# Extracted information
□ □ □ □

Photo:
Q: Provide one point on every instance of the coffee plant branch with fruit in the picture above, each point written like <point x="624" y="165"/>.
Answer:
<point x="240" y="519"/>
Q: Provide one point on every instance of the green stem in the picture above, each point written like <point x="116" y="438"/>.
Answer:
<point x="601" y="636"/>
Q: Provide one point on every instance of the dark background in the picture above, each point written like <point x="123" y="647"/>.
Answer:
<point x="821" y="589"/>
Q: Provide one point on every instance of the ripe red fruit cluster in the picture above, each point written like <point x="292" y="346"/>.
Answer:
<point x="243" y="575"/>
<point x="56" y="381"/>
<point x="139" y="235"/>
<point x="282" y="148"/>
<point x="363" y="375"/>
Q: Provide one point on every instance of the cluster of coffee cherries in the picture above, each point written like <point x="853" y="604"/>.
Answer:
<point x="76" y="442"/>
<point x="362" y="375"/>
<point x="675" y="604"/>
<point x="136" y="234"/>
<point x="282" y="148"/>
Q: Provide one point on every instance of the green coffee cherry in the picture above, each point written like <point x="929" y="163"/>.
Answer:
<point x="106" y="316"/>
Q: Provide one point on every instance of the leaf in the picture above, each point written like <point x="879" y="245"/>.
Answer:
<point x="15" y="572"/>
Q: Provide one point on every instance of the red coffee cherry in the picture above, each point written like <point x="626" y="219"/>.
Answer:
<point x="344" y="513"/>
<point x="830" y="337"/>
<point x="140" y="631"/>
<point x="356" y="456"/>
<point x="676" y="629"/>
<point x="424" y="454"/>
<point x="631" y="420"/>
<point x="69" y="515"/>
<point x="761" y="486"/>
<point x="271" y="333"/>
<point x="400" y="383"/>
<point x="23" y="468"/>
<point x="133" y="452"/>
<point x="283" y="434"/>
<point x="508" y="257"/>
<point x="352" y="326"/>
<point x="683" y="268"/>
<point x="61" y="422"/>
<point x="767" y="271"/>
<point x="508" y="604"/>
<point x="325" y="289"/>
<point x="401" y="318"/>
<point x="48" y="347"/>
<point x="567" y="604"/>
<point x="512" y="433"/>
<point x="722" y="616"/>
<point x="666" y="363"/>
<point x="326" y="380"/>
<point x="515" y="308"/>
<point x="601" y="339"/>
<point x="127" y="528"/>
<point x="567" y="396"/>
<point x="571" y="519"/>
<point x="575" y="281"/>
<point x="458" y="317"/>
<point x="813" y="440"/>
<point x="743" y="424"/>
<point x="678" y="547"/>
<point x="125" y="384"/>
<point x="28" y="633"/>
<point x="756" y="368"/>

□ □ □ □

# Assigned task
Each line that holds the string "cherry" counts once. Give the total for the listing and nothing else.

# Response to the task
2